#### Set problem
Retype the complete listing exactly as it appears.

-- Start Dataset records --

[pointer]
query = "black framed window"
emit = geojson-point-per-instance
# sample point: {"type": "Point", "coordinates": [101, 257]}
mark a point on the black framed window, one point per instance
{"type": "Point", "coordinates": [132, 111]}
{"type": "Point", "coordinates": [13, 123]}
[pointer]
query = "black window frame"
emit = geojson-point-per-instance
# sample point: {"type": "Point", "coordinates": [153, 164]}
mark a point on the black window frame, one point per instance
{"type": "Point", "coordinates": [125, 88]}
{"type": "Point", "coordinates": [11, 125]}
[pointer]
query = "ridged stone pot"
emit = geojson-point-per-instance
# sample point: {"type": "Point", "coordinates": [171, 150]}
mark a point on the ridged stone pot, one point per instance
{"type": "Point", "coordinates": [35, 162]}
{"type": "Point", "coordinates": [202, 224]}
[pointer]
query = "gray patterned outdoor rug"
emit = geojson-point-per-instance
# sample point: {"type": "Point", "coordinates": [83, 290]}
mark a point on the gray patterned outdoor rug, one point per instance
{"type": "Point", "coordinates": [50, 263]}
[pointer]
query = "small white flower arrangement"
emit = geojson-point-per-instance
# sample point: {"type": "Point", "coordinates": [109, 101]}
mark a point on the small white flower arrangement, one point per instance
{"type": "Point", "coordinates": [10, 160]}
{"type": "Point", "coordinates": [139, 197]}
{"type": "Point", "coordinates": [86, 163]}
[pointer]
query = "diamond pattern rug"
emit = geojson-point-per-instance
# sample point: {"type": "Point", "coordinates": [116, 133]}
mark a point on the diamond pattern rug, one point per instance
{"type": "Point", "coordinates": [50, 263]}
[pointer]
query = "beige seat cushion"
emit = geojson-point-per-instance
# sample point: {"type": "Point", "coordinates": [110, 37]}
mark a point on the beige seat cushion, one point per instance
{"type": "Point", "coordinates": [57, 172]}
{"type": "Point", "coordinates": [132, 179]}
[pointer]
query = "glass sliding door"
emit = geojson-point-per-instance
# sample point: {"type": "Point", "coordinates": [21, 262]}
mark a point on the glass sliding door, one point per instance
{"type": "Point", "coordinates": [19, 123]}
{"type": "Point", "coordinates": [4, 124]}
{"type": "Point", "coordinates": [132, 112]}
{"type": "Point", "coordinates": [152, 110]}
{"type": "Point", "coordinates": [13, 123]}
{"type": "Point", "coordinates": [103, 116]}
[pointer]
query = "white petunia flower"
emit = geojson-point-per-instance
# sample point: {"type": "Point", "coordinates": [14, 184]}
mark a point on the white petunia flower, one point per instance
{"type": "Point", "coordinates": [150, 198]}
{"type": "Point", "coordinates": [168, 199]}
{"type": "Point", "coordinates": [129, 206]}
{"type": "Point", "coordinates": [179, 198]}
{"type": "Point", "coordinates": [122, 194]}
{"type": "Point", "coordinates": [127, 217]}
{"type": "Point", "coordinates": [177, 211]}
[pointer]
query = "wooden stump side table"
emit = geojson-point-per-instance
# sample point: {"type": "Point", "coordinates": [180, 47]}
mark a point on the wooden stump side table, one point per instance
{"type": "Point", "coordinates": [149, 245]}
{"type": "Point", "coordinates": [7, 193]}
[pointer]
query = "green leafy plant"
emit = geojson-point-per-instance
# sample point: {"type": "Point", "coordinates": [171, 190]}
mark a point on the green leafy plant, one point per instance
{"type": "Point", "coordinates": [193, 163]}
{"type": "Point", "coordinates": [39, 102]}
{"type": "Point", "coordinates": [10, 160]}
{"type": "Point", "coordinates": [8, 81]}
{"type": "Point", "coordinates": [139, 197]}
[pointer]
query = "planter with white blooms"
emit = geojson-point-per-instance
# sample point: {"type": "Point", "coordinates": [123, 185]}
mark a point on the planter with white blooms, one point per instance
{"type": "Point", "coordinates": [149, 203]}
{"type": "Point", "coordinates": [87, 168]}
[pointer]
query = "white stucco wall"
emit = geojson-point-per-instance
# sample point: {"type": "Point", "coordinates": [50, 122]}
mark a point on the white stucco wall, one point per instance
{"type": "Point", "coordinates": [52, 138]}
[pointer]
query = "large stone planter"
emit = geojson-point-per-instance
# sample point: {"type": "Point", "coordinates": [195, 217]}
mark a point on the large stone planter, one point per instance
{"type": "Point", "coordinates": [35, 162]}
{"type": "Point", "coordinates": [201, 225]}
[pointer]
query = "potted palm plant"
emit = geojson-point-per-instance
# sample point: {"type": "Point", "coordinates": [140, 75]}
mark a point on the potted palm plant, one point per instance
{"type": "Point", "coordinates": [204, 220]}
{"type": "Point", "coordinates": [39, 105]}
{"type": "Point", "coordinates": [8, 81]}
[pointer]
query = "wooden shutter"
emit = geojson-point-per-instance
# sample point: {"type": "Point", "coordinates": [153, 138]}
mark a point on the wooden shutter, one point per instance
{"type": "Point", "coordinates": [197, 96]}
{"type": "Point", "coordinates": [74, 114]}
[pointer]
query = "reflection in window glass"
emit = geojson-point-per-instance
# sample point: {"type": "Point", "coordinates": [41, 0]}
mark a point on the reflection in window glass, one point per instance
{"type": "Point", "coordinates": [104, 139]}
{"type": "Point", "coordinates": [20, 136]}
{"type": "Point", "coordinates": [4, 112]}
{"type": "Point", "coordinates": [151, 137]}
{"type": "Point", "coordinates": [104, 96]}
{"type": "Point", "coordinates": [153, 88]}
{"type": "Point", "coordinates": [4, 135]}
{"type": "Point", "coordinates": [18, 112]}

-- End Dataset records --

#### Task solution
[pointer]
query = "black framed window"
emit = geojson-point-per-instance
# sample point: {"type": "Point", "coordinates": [101, 257]}
mark a point on the black framed window, one point per instance
{"type": "Point", "coordinates": [132, 111]}
{"type": "Point", "coordinates": [13, 123]}
[pointer]
query = "black window frame"
emit = geojson-point-per-instance
# sample point: {"type": "Point", "coordinates": [153, 164]}
mark a point on the black window frame, one point per instance
{"type": "Point", "coordinates": [125, 88]}
{"type": "Point", "coordinates": [11, 125]}
[pointer]
query = "ridged stone pot"
emit = geojson-point-per-instance
# sample point: {"type": "Point", "coordinates": [171, 150]}
mark a point on the ridged stone pot, one point per instance
{"type": "Point", "coordinates": [35, 162]}
{"type": "Point", "coordinates": [202, 224]}
[pointer]
query = "gray patterned outdoor rug"
emit = geojson-point-per-instance
# sample point: {"type": "Point", "coordinates": [83, 290]}
mark a point on the gray patterned outdoor rug, one point per instance
{"type": "Point", "coordinates": [50, 263]}
[pointer]
query = "small white flower arrangement"
emit = geojson-point-per-instance
# sample point: {"type": "Point", "coordinates": [109, 101]}
mark a point on the small white flower arrangement, one point per instance
{"type": "Point", "coordinates": [10, 160]}
{"type": "Point", "coordinates": [139, 197]}
{"type": "Point", "coordinates": [86, 163]}
[pointer]
query = "diamond pattern rug"
emit = geojson-point-per-instance
# sample point: {"type": "Point", "coordinates": [116, 133]}
mark a point on the diamond pattern rug, one point per instance
{"type": "Point", "coordinates": [50, 263]}
[pointer]
query = "beige seat cushion"
emit = geojson-point-per-instance
# sample point: {"type": "Point", "coordinates": [110, 37]}
mark a point on the beige seat cushion, one point per instance
{"type": "Point", "coordinates": [57, 172]}
{"type": "Point", "coordinates": [132, 179]}
[pointer]
query = "glass sliding door"
emit = geojson-point-per-instance
# sample point: {"type": "Point", "coordinates": [21, 262]}
mark a point on the glass sliding door, one point per instance
{"type": "Point", "coordinates": [19, 123]}
{"type": "Point", "coordinates": [4, 124]}
{"type": "Point", "coordinates": [132, 112]}
{"type": "Point", "coordinates": [152, 110]}
{"type": "Point", "coordinates": [13, 123]}
{"type": "Point", "coordinates": [103, 116]}
[pointer]
query = "white petunia flower"
emit = geojson-point-per-instance
# sample point: {"type": "Point", "coordinates": [14, 184]}
mark a point on the white petunia flower, one point per instance
{"type": "Point", "coordinates": [150, 198]}
{"type": "Point", "coordinates": [168, 199]}
{"type": "Point", "coordinates": [129, 206]}
{"type": "Point", "coordinates": [179, 198]}
{"type": "Point", "coordinates": [122, 194]}
{"type": "Point", "coordinates": [127, 217]}
{"type": "Point", "coordinates": [177, 211]}
[pointer]
query = "wooden stump side table"
emit = geojson-point-per-instance
# sample point: {"type": "Point", "coordinates": [180, 47]}
mark a point on the wooden stump side table, one point per instance
{"type": "Point", "coordinates": [149, 245]}
{"type": "Point", "coordinates": [7, 193]}
[pointer]
query = "green leafy plant"
emit = geojson-point-per-instance
# sample point: {"type": "Point", "coordinates": [171, 190]}
mark a point on the green leafy plant, one point per instance
{"type": "Point", "coordinates": [193, 163]}
{"type": "Point", "coordinates": [39, 102]}
{"type": "Point", "coordinates": [10, 160]}
{"type": "Point", "coordinates": [8, 81]}
{"type": "Point", "coordinates": [139, 197]}
[pointer]
query = "planter with white blooms"
emit = geojson-point-per-instance
# sample point: {"type": "Point", "coordinates": [123, 185]}
mark a point on the planter with white blooms, one point per instance
{"type": "Point", "coordinates": [149, 203]}
{"type": "Point", "coordinates": [87, 168]}
[pointer]
query = "white stucco wall"
emit = geojson-point-per-instance
# sample point: {"type": "Point", "coordinates": [50, 122]}
mark a point on the white stucco wall, one point per instance
{"type": "Point", "coordinates": [52, 138]}
[pointer]
query = "large stone planter"
emit = geojson-point-per-instance
# sample point: {"type": "Point", "coordinates": [195, 217]}
mark a point on the large stone planter, one point per instance
{"type": "Point", "coordinates": [35, 162]}
{"type": "Point", "coordinates": [201, 225]}
[pointer]
query = "potted palm plant"
emit = geojson-point-per-instance
# sample point: {"type": "Point", "coordinates": [140, 75]}
mark a point on the potted palm plant, one point per instance
{"type": "Point", "coordinates": [204, 220]}
{"type": "Point", "coordinates": [39, 105]}
{"type": "Point", "coordinates": [8, 81]}
[pointer]
query = "wooden shutter"
emit = geojson-point-per-instance
# sample point: {"type": "Point", "coordinates": [153, 138]}
mark a point on the wooden shutter, one point per instance
{"type": "Point", "coordinates": [197, 96]}
{"type": "Point", "coordinates": [74, 114]}
[pointer]
query = "reflection in window glass"
emit = geojson-point-per-instance
# sample point: {"type": "Point", "coordinates": [41, 0]}
mark a point on the reflection in window glass, one point per instance
{"type": "Point", "coordinates": [104, 139]}
{"type": "Point", "coordinates": [20, 136]}
{"type": "Point", "coordinates": [4, 112]}
{"type": "Point", "coordinates": [151, 137]}
{"type": "Point", "coordinates": [104, 96]}
{"type": "Point", "coordinates": [153, 88]}
{"type": "Point", "coordinates": [4, 135]}
{"type": "Point", "coordinates": [18, 112]}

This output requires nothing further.